→ Given problem A
In the mailing list reply about fast loading of large symbol tables, what simple alternative to the structures suggested by Norman does the writer recommend?
→ Given problem B
Go on with the mailing list reply about fast loading of large symbol tables, starting right after its last sentence.

→ Article
[Date Prev][Date Next][Thread Prev][Thread Next]
[Date Index]
[Thread Index]
- Subject: Re: Fast loading of very large "symbol" tables
- From: Klaus Ripke <paul-lua@...>
- Date: Mon, 13 Oct 2008 10:00:58 +0200
hi
On Sun, Oct 12, 2008 at 07:57:46PM -0400, Canute Bigler wrote:
> I had not thought of setting the metatable __index to a C function that
> would then lookup the id. That would probably be the fastest as far as
> script execution time would be concerned. Any good ideas how I could
> handle nested tables which are not known at run time? I guess I could
> receive the field name as a period delimited string ala
> "record.subrecord1.subrecord2.field" and pay the cost to parse and
> lookup the field at runtime. I don't know if that would be optimal though.
>
> My largest concern across the board is that of speed and not size. For
> the application for which this would be a part of, the start up time has
> been a major focus.
the obvious way to improve start-up speed is to do almost nothing
on startup, so you clearly don't want to load the full hash.
A simple alternative to the structures suggested by Norman is a cdb.
For a starter try the plain http://www3.telus.net/taj_khattra/luacdb.html
Startup cost is nothing more than opening the file.

Entries from an annotation dataset:
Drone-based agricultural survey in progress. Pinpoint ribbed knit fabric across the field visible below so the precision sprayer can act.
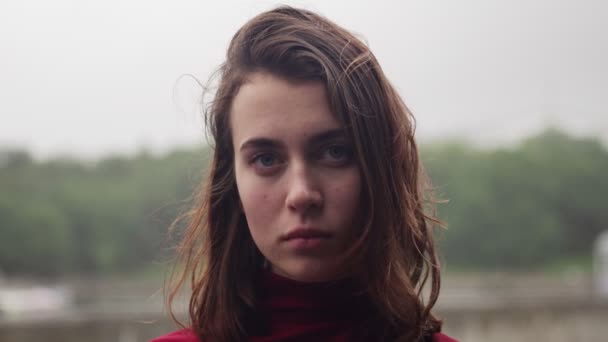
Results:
[151,272,456,342]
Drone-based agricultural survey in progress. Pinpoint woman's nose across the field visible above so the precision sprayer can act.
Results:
[286,165,323,213]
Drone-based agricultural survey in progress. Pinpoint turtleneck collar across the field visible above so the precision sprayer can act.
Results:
[252,271,369,342]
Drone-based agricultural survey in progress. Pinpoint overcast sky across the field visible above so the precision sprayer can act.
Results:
[0,0,608,159]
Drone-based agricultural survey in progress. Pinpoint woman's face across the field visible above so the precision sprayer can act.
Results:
[230,73,361,282]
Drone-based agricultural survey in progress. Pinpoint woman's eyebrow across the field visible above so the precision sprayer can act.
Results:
[240,138,283,151]
[308,128,346,144]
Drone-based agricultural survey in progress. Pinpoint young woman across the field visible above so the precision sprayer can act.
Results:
[153,7,453,342]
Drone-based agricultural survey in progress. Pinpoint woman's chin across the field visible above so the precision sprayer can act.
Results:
[272,261,340,283]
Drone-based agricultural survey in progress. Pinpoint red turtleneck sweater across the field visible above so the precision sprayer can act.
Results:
[151,272,456,342]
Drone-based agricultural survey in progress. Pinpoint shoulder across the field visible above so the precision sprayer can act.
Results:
[433,333,458,342]
[150,329,199,342]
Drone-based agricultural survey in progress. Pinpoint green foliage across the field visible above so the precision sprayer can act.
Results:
[0,130,608,276]
[0,149,208,276]
[423,130,608,268]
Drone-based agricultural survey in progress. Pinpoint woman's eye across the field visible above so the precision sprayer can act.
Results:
[327,146,346,159]
[253,153,277,167]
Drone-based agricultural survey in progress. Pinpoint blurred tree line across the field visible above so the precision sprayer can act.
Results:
[0,130,608,276]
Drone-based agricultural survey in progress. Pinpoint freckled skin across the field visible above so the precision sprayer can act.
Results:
[230,73,361,282]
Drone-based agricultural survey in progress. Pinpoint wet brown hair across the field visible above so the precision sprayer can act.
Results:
[167,7,441,342]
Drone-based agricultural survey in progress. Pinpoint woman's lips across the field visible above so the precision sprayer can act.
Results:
[281,228,331,250]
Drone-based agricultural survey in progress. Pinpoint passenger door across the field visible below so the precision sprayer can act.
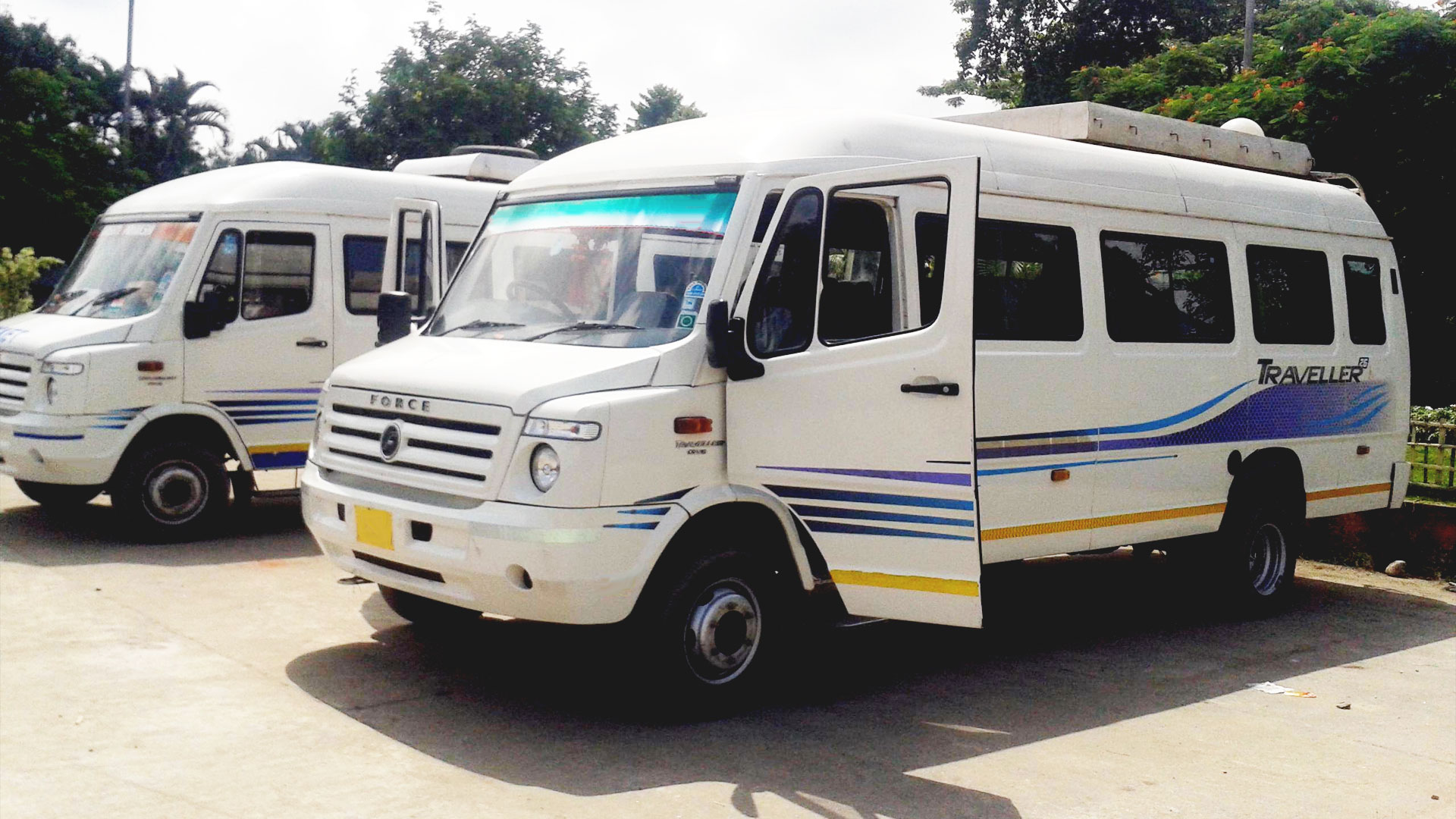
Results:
[726,158,981,626]
[184,221,334,469]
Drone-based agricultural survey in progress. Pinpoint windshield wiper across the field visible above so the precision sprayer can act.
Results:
[521,321,642,341]
[435,319,526,335]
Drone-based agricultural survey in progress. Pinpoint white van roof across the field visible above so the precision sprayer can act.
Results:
[105,162,504,226]
[508,111,1386,237]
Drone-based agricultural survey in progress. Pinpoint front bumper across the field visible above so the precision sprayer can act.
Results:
[303,462,687,623]
[0,413,128,485]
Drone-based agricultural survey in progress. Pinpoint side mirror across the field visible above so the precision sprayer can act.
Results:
[182,299,217,338]
[703,299,728,367]
[374,290,413,347]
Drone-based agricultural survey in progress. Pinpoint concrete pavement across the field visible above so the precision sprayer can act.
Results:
[0,479,1456,819]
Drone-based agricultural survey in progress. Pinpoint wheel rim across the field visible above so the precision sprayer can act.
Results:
[1249,523,1288,596]
[682,579,761,685]
[141,460,209,525]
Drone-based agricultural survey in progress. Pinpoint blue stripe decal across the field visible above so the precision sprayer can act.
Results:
[209,386,323,395]
[758,466,971,487]
[766,484,975,512]
[789,503,975,526]
[975,455,1178,478]
[804,520,975,541]
[212,400,318,406]
[233,416,313,427]
[228,406,323,419]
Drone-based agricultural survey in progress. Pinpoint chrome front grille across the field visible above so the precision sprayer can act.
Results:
[315,389,511,498]
[0,353,35,410]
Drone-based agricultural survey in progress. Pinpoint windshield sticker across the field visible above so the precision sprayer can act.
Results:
[677,281,708,329]
[485,191,738,236]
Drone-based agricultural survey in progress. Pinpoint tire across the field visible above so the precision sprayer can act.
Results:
[378,586,481,629]
[1216,493,1304,613]
[16,481,105,509]
[633,551,793,714]
[111,441,228,542]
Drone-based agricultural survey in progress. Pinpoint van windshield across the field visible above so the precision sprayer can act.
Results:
[425,191,738,347]
[41,221,196,319]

→ Task result A
A cdb.

→ Task result B
> I would gladly trade size for start-up speed in
> just about any way, shape, or form. Run-time speed is less of an issue.
It happily deals with pretty large DBs and long keys,
so you may just want to spend a couple MB to replicate the full path
"record.subrecord1.subrecord2.field" a 100 thousand times.
It is going to take quite a number of lookups before the
penalty for increased memory usage kicks in.
For faster run-time access use a mmap-based implementation
(ask me for one or roll your own, the structure is dead simple
http://cr.yp.to/cdb/cdb.txt), which should almost be on par
with other internal structures and the Lua hash.
Especially for a large DB with a small number of lookups it has the big
advantage of examining only a small number of memory/file locations.
Incorporating the full cdb directly into your code is also
straight forward, if you prefer a bigger executable over
an external file.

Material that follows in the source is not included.